• [ACTIVITY]: All of the data below must be reproduced word for word, but without its images.

• [DATA]:

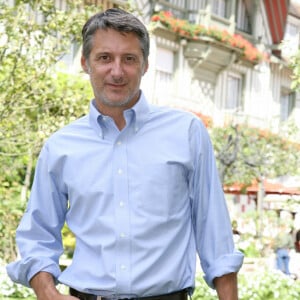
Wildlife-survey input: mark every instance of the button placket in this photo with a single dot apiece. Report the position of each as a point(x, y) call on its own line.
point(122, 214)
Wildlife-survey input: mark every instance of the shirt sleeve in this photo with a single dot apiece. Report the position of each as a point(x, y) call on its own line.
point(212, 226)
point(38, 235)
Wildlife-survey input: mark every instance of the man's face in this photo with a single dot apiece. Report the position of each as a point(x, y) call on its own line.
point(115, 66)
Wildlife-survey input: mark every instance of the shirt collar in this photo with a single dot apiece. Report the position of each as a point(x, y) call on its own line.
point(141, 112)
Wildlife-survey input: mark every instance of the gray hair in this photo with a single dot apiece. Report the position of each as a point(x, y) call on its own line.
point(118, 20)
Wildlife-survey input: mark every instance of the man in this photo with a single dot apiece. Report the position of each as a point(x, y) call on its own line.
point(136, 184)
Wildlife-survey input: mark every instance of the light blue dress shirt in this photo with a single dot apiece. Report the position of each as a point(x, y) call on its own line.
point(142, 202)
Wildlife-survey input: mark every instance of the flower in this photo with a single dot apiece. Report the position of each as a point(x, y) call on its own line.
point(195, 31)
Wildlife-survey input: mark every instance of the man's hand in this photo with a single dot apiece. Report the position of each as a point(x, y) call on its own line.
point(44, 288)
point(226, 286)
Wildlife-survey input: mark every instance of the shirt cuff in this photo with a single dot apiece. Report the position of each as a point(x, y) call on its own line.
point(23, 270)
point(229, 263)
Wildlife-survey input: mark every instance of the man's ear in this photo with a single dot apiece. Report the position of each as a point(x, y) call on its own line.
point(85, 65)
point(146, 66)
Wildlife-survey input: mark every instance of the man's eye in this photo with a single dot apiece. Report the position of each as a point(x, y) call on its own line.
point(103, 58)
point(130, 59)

• [SOLUTION TO THE PROBLEM]:
Wildlife-survey input: mark every instance of the button placket in this photo with a single dot apiece. Report the position of each as a point(x, y) call on its own line.
point(122, 214)
Wildlife-survey input: mark every instance of the shirt sleeve in this photo with a single dot apiece. Report the position of each as a point(x, y) call on its own line.
point(212, 226)
point(38, 235)
Wildlife-survey input: mark every instance of the man's face in this photo with a single dot apiece. Report the position of each as a point(x, y) call on its own line.
point(115, 66)
Wildlife-survey input: mark every instance of the shirt collar in this photo with a single dot apiece. Report the position of each as a point(x, y) call on its own line.
point(141, 112)
Wildlife-survey input: mark every instance of the gray hair in this photo with a single dot apiece. Report the position of each as a point(x, y) call on its own line.
point(118, 20)
Wildlife-survey input: mark every instance of the man in this photo with a single dot apiece. Report the position of each as a point(x, y) call on its own line.
point(136, 184)
Wildlife-survey input: mark every instance of the light blue dress shirt in this photo with a single dot apiece. Report the position of each as a point(x, y) call on its own line.
point(142, 202)
Wildlife-survey input: mark every instance of the flower in this photo with a single dot apiece. Report the position of each as a point(x, y) call on its own line.
point(195, 31)
Wildlife-survey input: mark every instance of the man's hand in this photo with a single dot apiece. Report the position of each as a point(x, y) call on its own line.
point(44, 288)
point(226, 286)
Wildlife-survey input: mark every instance of the shirt cuff in this photo with a single dot apiece. Report the position of each as a point(x, y) call on its own line.
point(23, 270)
point(229, 263)
Wildlife-survey input: mark every instance of the man's ear in this photo with a single dot apiece. Report the position of each as a point(x, y) call on its own line.
point(85, 65)
point(146, 66)
Wildlife-survey input: mark every instance of the man's eye in this photo with a single dot apiece. Report the position of each as a point(x, y) call on its own line.
point(103, 58)
point(130, 59)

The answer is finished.